## Start DATA RECORDS

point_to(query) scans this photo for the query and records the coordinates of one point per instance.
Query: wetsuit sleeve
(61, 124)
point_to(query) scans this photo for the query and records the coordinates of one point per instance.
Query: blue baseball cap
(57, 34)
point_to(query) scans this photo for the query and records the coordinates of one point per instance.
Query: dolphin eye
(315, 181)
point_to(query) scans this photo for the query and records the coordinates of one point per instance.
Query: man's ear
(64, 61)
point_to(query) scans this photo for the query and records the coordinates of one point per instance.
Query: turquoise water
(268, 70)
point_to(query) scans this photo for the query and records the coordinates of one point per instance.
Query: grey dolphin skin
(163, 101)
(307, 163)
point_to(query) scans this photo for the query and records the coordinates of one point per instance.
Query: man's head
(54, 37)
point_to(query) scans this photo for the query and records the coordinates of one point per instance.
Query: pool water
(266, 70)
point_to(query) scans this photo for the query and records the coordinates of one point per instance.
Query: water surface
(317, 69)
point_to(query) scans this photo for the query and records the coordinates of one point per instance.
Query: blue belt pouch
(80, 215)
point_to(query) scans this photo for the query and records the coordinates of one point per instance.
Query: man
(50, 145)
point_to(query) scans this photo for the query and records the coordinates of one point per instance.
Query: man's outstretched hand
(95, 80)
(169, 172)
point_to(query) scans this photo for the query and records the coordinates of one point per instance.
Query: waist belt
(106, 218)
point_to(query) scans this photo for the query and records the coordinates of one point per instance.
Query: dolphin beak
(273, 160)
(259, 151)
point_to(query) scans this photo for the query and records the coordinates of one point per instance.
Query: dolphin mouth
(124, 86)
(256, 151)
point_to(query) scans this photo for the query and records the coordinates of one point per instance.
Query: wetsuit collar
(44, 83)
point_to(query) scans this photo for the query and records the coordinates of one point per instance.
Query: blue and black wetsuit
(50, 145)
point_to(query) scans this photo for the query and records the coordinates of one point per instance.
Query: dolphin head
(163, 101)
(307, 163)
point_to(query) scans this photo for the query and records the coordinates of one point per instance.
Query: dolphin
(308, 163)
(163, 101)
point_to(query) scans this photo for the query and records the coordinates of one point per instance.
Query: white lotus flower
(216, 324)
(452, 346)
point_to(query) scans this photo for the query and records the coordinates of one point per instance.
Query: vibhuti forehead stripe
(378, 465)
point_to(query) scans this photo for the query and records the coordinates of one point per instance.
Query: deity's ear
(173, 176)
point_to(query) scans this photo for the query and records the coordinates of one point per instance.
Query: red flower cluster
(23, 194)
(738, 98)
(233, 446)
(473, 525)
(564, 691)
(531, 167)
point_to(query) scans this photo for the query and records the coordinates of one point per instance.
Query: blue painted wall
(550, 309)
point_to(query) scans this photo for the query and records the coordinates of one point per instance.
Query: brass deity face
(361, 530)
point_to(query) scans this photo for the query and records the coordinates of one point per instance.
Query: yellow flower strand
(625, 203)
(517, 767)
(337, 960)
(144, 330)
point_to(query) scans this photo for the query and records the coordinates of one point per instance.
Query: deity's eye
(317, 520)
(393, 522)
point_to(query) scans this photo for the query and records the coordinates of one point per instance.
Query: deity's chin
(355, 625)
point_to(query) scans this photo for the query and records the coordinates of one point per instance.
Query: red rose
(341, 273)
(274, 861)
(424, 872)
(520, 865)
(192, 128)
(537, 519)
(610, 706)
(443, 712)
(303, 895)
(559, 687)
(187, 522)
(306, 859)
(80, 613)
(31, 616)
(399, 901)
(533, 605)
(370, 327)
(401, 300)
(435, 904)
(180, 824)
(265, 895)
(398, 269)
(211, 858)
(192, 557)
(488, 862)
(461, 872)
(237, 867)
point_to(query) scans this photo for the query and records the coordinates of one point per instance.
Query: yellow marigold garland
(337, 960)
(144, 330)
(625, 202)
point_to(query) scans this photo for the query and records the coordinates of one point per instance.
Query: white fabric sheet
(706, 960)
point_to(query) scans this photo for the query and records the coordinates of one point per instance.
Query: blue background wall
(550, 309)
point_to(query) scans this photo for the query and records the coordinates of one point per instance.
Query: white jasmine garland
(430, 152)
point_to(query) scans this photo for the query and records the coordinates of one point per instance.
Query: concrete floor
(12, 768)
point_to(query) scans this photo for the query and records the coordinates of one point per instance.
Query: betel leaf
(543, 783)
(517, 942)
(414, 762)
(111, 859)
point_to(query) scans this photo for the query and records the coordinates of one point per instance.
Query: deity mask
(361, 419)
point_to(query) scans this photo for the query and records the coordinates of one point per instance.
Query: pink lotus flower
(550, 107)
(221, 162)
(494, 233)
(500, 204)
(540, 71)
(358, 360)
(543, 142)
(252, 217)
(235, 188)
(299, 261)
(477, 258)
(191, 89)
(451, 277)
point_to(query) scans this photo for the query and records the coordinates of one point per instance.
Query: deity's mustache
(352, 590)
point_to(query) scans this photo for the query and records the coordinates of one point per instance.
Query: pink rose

## End DATA RECORDS

INSTRUCTIONS TO FOLLOW =>
Return the listing above in its exact form.

FULL ANSWER =>
point_to(query) scans this photo for the query and records the coordinates of one point per instance.
Query: wetsuit sleeve
(61, 124)
point_to(query) scans this photo for the query and records the coordinates of one point per instance.
Query: blue baseball cap
(57, 34)
point_to(query) scans this photo for the query and records the coordinates of one point per instance.
Query: dolphin eye
(315, 181)
point_to(query) scans this photo for the query and records the coordinates of one point per instance.
Query: man's ear
(64, 61)
point_to(query) scans this photo for the query and records the coordinates of one point per instance.
Query: turquoise water
(268, 70)
point_to(query) scans this photo for the query and records the coordinates of one point per instance.
Query: grey dolphin skin
(163, 101)
(307, 163)
point_to(query) scans this photo for the query and records the coordinates of one point per instance.
Query: man's head
(54, 37)
point_to(query) scans this photo for the query and records the coordinates of one point per instance.
Query: pool water
(266, 70)
point_to(query) scans this photo for the query and records the coordinates of one point per instance.
Query: water surface
(317, 69)
point_to(query) scans this photo for the query and records the coordinates of one point per instance.
Query: blue belt pouch
(80, 215)
point_to(query) scans this photo for the query and records the coordinates of one point per instance.
Query: man
(50, 145)
point_to(query) scans this photo for the query and records the coordinates of one point per instance.
Query: man's outstretched hand
(95, 80)
(169, 172)
point_to(query) scans this photo for the query and records the coordinates of one point per instance.
Query: waist belt
(106, 218)
point_to(query) scans this photo for the query and records the coordinates of one point per instance.
Query: dolphin beak
(273, 160)
(259, 151)
point_to(query) scans this photo for the query and records the coordinates of one point per instance.
Query: dolphin mouth
(124, 86)
(256, 151)
point_to(query) scans this photo for the query and records the coordinates of one point per instance.
Query: wetsuit collar
(44, 83)
point_to(query) scans this photo for the query and records the coordinates of one point per instance.
Query: blue and black wetsuit
(50, 145)
point_to(query) scans this photo for the query and records the coordinates of one point per instance.
Query: dolphin head
(163, 101)
(307, 163)
point_to(query) scans this photo for the query and records the coordinates of one point per instance.
Query: dolphin
(308, 163)
(163, 101)
point_to(query) scans this photo for the query and records the coordinates of one point per instance.
Query: white lotus flower
(216, 324)
(452, 346)
point_to(query) scans this photo for the query and records the coordinates of one point per instance.
Query: vibhuti forehead stripe
(378, 465)
point_to(query) scans this photo for the query and records the coordinates of one point per instance.
Query: deity's ear
(173, 176)
point_to(query) scans this photo for the query and records the coordinates of one point per instance.
Query: red flower cluster
(23, 194)
(738, 98)
(233, 446)
(473, 525)
(564, 691)
(531, 167)
point_to(query) scans this photo for the query and records the coordinates of one point per instance.
Query: blue painted wall
(550, 309)
point_to(query) scans this photo for the query and records the coordinates of one point per instance.
Query: brass deity face
(361, 530)
point_to(query) scans this photo for the query and records the coordinates of one point per instance.
Query: yellow flower strand
(625, 203)
(517, 767)
(337, 960)
(144, 330)
point_to(query) scans this photo for the query and records the coordinates of one point per instance.
Query: deity's eye
(317, 520)
(393, 522)
point_to(query) scans this photo for the query and records the coordinates of one point per instance.
Query: deity's chin
(355, 625)
point_to(query) scans this photo for the query and records the coordinates of one point per instance.
Query: red rose
(341, 273)
(274, 861)
(424, 872)
(520, 865)
(192, 128)
(537, 519)
(610, 706)
(443, 712)
(303, 895)
(559, 687)
(187, 522)
(306, 859)
(80, 613)
(31, 616)
(399, 901)
(533, 605)
(370, 327)
(401, 300)
(435, 904)
(180, 824)
(265, 895)
(398, 269)
(211, 858)
(192, 557)
(488, 862)
(461, 872)
(237, 867)
point_to(query) scans this photo for the query and records the coordinates of one point per instance.
Query: yellow marigold garland
(337, 960)
(144, 330)
(625, 202)
point_to(query) scans this photo for the query and records the coordinates of one point per instance.
Query: white fabric sheet
(706, 960)
point_to(query) scans this photo for the query and records the coordinates of one point per instance.
Query: blue background wall
(550, 309)
point_to(query) scans this photo for the query and records the coordinates of one point per instance.
Query: white jasmine garland
(430, 152)
point_to(query) scans this photo for the query and records the coordinates of one point per instance.
Query: concrete floor
(12, 768)
point_to(query) scans this photo for the query and records the coordinates of one point per instance.
Query: betel leaf
(543, 783)
(517, 942)
(414, 762)
(111, 859)
point_to(query) scans this photo for the query and records the coordinates of one point per instance.
Query: deity mask
(361, 419)
point_to(query) scans this photo for the query and records the coordinates of one point per instance.
Query: pink lotus flower
(550, 107)
(221, 162)
(494, 233)
(500, 204)
(540, 71)
(358, 360)
(543, 142)
(252, 217)
(235, 188)
(299, 261)
(477, 258)
(191, 89)
(451, 277)
point_to(query) scans this photo for the query and records the coordinates of one point per instance.
Query: deity's mustache
(352, 590)
point_to(query) scans this photo for the query and records the coordinates of one point per instance.
Query: pink rose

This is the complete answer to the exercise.